→ Source

EXHIBIT 2.3
Dated: March 31, 2000
To: THE CIT GROUP/BUSINESS CREDIT, INC., AS AGENT
From: LONE STAR TECHNOLOGIES, INC.
Address: 00000 X. Xxxxxx Xxxxxxx, Xxxxx 000 Xxxxxx, Xxxxx 00000
----------------------------------------------------
LIMITED GUARANTY
RE: LONE STAR STEEL COMPANY
T&N LONE STAR WAREHOUSE CO.
LONE STAR LOGISTICS, INC.
00000X. Xxxxxx Xxxxxxx, Xxxxx 000
Xxxxxx, Xxxxx 00000
------------------------------------
(herein collectively, the "Company" or the "Companies")
Gentlemen:
Reference is made to that certain Financing Agreement between the
Companies, the Agent and the Lenders party thereto, dated March 12, 1999, as
the same may be amended from time to time (the "Agreement"). Capitalized terms
used herein and defined in the Financing Agreement shall have the same meanings
as specified therein unless otherwise specifically defined herein.. The
undersigned (herein the "Guarantor") hereby unconditionally jointly and
severally guarantees and agrees to be liable for the full and indefeasible
payment and performance when due of all now existing and future indebtedness,
obligations or liabilities of the Companies or any one of them to you, as Agent
on behalf of the Lenders, howsoever arising, whether direct or indirect,
absolute or contingent, secured or unsecured, whether arising under the
Agreement as now written or as amended or supplemented hereafter, or by
operation of law or otherwise, including, without limitation, all Obligations
(as defined in the Agreement) of the Companies or any one of them to you (and
the Lenders). Further the Guarantor agrees to pay to you, on behalf of the
Lenders, on demand the amount of all expenses (including reasonable attorney's
fees) incurred by you in collecting or attempting to collect any of the
Companies' obligations to you, whether from the Companies or any one of them,
or from any other obligor, or from the Guarantor, or in realizing upon any
collateral; and agrees to pay any interest at the lesser of the Default Rate of
Interest specified in the Agreement or the highest lawful rate on all amounts
payable to you hereunder, even if such amount cannot be collected from the
Companies or any one of them. (All of the aforementioned obligations,
liabilities, expenses and interest are
1
hereinafter collectively called the "Obligations"). To the extent you receive
payment on account of Obligations guaranteed hereby, which payment is
thereafter set aside or required to be repaid by you (or any Lender) in whole
or in part, then, to the extent of any sum not finally retained by you
(regardless of whether such sum is recovered from you by the Companies or any
one of them, its or their trustee, or any other party acting for, on behalf of
or through any of the Companies or their representative), the Guarantor's
obligation to you under this Guaranty, as amended, modified or supplemented,
shall remain in full force and effect (or be reinstated) until the Guarantor
has made payment to you therefor, which payment shall be due upon demand.
This Guaranty is executed as an inducement to you to make loans or advances to
the Company or otherwise to extend credit or financial accommodations to the
Company, or to enter into or continue a financing arrangement with the Company,
and is executed in consideration of your doing or having done any of the
foregoing. The Guarantor agrees that any of the foregoing shall be done or
extended by you in your sole discretion, and shall be deemed to have been done
or extended by you in consideration of and in reliance upon the execution of
this Guaranty, but that nothing herein shall obligate you to do any of the
foregoing.

→ Challenges
**1)** What is the date of the Financing Agreement that the guaranty refers to?
**2)** Reproduce word for word the part of the guaranty that opens with the words containing "EXHIBIT 2.3" and closes with "STAR LOGISTICS, INC.".

[A block of data]
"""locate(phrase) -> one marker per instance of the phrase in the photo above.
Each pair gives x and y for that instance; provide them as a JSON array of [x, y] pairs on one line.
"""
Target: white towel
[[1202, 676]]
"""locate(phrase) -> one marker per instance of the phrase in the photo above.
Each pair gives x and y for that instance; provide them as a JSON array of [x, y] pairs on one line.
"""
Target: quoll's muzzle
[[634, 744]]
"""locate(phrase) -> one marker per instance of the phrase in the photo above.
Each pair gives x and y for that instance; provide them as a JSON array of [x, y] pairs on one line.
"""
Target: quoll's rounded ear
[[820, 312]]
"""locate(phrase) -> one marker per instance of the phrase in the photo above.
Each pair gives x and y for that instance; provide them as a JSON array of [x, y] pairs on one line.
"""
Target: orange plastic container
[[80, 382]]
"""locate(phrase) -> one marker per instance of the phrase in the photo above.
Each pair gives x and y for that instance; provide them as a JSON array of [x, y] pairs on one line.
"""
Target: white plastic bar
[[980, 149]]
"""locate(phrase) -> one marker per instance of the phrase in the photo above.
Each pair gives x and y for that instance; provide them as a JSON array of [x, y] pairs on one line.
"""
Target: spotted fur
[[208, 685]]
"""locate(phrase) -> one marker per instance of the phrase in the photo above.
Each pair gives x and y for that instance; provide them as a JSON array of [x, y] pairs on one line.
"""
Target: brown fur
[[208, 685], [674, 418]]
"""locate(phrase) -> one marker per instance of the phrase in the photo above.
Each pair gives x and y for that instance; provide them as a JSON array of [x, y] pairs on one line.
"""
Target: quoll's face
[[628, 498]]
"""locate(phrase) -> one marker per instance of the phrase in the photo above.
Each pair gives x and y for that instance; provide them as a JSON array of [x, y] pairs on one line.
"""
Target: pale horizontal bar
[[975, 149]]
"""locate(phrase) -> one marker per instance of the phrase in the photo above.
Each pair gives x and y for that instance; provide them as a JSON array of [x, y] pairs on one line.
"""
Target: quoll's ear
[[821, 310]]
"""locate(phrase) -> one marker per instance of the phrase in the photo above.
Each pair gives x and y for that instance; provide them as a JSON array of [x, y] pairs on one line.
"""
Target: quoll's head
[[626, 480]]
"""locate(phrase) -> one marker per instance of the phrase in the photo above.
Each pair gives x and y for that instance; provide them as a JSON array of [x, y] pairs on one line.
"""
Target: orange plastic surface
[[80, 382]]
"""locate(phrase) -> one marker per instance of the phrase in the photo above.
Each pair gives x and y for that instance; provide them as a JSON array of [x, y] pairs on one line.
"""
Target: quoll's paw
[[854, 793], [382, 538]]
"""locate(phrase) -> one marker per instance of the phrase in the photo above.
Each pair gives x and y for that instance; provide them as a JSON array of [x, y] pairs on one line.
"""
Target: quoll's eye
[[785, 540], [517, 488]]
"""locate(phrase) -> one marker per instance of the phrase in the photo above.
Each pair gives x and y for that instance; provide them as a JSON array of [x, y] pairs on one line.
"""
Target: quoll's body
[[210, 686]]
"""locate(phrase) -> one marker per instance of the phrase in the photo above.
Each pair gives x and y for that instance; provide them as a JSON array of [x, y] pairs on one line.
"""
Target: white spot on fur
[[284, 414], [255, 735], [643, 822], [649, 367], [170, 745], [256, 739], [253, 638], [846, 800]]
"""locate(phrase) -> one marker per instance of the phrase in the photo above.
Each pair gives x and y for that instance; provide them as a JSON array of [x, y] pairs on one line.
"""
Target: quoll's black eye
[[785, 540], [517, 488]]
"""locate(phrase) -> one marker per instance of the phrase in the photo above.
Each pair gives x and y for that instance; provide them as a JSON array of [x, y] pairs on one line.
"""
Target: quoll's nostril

→ Task solutions
**1)** March 12, 1999

**2)**
EXHIBIT 2.3
Dated: March 31, 2000
To: THE CIT GROUP/BUSINESS CREDIT, INC., AS AGENT
From: LONE STAR TECHNOLOGIES, INC.
Address: 00000 X. Xxxxxx Xxxxxxx, Xxxxx 000 Xxxxxx, Xxxxx 00000
----------------------------------------------------
LIMITED GUARANTY
RE: LONE STAR STEEL COMPANY
T&N LONE STAR WAREHOUSE CO.
LONE STAR LOGISTICS, INC.